START Records to use
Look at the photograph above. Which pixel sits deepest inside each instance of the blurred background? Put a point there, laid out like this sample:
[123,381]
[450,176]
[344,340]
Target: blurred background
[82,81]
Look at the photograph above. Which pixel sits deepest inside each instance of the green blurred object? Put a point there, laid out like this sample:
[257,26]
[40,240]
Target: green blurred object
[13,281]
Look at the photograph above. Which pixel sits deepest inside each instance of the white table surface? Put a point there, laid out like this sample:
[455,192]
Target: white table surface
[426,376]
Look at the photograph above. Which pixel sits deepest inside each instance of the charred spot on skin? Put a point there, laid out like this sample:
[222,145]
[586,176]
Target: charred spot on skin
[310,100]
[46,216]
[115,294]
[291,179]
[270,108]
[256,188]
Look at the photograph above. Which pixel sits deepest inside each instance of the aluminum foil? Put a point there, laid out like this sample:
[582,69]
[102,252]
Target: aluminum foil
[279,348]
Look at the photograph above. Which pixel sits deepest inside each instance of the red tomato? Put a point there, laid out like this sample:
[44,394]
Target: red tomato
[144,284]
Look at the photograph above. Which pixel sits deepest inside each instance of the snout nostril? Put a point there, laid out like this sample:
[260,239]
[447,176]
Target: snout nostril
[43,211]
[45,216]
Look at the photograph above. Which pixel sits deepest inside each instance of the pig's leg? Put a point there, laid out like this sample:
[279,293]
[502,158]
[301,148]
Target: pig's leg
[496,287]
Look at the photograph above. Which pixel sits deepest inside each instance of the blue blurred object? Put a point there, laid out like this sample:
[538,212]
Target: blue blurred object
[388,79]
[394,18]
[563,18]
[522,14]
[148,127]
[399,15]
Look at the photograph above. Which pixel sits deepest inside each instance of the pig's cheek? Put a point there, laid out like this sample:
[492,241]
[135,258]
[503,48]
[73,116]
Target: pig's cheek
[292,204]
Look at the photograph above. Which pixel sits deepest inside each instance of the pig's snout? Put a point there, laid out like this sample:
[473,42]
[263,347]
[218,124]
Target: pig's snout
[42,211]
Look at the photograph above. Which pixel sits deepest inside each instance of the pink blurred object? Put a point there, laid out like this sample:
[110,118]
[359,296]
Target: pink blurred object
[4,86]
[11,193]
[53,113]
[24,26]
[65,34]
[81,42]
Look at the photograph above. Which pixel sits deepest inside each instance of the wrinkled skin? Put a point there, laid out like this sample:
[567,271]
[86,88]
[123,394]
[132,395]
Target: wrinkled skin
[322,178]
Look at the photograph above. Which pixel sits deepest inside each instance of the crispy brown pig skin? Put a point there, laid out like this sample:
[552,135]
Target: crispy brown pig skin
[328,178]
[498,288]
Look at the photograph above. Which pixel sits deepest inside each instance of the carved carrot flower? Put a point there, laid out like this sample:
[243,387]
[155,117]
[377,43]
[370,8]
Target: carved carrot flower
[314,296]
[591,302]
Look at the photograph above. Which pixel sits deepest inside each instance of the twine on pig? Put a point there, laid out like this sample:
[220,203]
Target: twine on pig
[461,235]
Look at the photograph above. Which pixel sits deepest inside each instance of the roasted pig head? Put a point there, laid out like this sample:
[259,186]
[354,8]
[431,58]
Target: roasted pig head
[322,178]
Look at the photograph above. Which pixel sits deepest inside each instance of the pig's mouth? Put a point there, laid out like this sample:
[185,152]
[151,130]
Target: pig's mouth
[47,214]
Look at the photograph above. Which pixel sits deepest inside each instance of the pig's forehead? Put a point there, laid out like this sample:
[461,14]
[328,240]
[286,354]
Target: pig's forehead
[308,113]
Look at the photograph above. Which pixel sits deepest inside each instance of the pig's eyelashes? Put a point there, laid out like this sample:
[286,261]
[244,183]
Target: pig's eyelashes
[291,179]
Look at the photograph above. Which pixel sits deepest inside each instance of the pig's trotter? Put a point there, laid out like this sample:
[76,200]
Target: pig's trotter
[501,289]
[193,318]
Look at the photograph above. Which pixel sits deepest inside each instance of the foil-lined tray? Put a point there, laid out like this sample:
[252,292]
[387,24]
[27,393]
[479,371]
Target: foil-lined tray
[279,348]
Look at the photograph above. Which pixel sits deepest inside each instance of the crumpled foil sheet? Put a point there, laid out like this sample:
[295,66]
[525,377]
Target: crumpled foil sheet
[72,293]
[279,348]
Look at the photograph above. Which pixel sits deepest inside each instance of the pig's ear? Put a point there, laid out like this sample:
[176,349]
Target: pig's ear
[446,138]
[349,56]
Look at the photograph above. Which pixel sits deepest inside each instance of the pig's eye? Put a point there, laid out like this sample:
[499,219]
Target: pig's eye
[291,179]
END Records to use
START Records to use
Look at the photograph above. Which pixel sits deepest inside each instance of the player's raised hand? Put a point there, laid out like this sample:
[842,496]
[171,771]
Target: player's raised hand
END Records to use
START Records to use
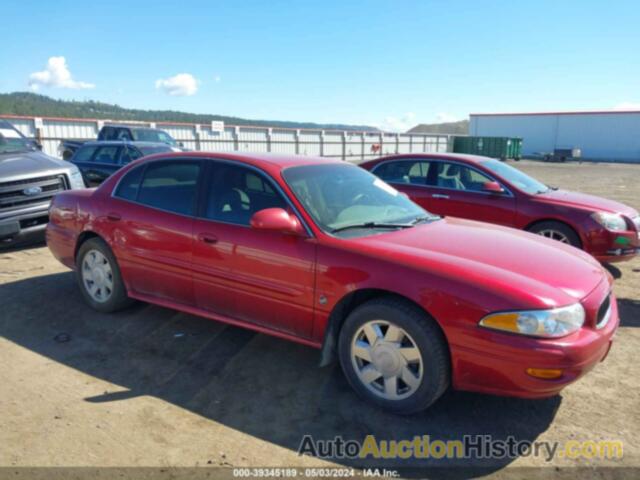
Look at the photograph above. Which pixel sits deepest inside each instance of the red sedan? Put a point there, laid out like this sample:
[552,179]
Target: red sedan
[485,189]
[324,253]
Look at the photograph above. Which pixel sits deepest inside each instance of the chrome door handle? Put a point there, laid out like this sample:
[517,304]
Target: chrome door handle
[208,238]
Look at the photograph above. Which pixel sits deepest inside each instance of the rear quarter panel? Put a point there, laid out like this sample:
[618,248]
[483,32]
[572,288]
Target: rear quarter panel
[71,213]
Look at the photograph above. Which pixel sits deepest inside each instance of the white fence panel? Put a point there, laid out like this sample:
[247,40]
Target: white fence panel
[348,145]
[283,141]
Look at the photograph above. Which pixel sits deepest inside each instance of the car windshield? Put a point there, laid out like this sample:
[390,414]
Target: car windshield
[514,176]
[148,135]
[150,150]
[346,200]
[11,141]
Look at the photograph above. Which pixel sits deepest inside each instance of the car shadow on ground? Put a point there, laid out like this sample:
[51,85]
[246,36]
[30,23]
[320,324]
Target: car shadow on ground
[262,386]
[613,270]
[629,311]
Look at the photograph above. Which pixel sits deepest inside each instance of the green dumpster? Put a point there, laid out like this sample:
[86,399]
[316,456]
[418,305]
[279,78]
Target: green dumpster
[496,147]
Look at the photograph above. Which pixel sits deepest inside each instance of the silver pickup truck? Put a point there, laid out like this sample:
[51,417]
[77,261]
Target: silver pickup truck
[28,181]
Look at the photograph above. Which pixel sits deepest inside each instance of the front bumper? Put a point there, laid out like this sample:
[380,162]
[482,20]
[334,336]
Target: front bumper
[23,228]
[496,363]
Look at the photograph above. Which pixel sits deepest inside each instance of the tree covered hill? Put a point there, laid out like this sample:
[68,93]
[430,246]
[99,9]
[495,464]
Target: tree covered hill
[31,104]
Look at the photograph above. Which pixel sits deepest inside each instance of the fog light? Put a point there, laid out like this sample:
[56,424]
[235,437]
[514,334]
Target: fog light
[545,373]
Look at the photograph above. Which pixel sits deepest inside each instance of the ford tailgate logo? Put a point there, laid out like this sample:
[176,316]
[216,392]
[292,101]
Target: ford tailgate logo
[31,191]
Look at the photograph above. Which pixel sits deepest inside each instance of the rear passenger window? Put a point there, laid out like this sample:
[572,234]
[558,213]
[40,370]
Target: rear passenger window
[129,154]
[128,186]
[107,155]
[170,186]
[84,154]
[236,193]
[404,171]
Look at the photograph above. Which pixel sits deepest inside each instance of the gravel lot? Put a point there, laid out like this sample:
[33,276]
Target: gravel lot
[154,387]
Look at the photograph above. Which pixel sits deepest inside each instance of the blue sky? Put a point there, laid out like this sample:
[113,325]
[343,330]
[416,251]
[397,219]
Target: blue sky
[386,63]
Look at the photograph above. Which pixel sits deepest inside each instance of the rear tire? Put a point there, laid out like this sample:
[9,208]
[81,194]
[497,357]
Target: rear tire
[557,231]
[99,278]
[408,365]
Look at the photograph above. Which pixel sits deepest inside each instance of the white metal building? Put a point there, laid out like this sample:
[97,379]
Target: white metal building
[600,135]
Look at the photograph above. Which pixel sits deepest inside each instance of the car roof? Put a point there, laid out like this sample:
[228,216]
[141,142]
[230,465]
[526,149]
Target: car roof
END Records to use
**What needs to be done**
Look over the data above and show each line that contains "roof".

**Finished task**
Look at the photograph above. Which pixel sits deepest inside each instance of the car roof? Put a point there, laid out like this sample:
Target: car roof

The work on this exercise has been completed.